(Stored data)
/---

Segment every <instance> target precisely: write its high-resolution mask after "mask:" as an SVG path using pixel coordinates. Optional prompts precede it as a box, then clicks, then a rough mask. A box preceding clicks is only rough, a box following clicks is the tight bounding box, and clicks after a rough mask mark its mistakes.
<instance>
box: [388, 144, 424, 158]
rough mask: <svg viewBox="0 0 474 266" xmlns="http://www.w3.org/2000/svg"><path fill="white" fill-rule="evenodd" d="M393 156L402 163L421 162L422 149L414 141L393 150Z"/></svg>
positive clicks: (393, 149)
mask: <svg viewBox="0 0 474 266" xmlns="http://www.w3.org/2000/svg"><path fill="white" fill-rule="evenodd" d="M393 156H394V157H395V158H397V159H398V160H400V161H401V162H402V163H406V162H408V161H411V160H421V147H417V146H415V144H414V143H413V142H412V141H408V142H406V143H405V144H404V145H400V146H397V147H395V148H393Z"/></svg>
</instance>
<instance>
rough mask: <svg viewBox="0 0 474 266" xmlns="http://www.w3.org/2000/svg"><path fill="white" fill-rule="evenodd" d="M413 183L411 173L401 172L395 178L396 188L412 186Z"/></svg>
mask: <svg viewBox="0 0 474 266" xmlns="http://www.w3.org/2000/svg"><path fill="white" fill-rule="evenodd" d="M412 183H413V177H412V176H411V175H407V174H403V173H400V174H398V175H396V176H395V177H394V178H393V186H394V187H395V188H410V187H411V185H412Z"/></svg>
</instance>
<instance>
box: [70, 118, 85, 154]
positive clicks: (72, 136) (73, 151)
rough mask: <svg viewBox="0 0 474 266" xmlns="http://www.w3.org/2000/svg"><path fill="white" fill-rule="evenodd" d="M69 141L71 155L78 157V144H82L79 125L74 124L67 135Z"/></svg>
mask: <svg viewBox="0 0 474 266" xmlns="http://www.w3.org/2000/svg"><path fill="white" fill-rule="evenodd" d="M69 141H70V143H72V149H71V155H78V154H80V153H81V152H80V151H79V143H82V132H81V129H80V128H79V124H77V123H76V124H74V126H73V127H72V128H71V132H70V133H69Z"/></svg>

\---

_To do_
What is needed is an exact repetition of the lines from the first line of the records through the line containing "positive clicks: (72, 136) (73, 151)", both ends included, and nothing more.

_Response area_
Segment every <instance> target precisely: write its high-resolution mask after "mask:" as an SVG path using pixel coordinates. Optional prompts precede it as a box, then clicks, then a rough mask. A box preceding clicks is only rough, a box following clicks is the tight bounding box, and clicks after a rough mask mark its mistakes.
<instance>
box: [388, 144, 424, 158]
rough mask: <svg viewBox="0 0 474 266" xmlns="http://www.w3.org/2000/svg"><path fill="white" fill-rule="evenodd" d="M393 156L402 163L421 162L422 149L414 141L393 150Z"/></svg>
positive clicks: (393, 149)
mask: <svg viewBox="0 0 474 266" xmlns="http://www.w3.org/2000/svg"><path fill="white" fill-rule="evenodd" d="M393 156H394V157H395V158H397V159H398V160H400V161H401V162H402V163H406V162H408V161H411V160H421V147H417V146H415V144H414V143H413V142H412V141H408V142H406V143H405V144H404V145H400V146H397V147H395V148H393Z"/></svg>
</instance>
<instance>
rough mask: <svg viewBox="0 0 474 266" xmlns="http://www.w3.org/2000/svg"><path fill="white" fill-rule="evenodd" d="M413 183L411 173L401 172L395 178L396 188L412 186Z"/></svg>
mask: <svg viewBox="0 0 474 266" xmlns="http://www.w3.org/2000/svg"><path fill="white" fill-rule="evenodd" d="M412 183H413V177H412V176H411V175H407V174H403V173H400V174H398V175H396V176H395V177H394V178H393V186H394V187H395V188H410V187H411V185H412Z"/></svg>
</instance>
<instance>
box: [70, 118, 85, 154]
positive clicks: (72, 136) (73, 151)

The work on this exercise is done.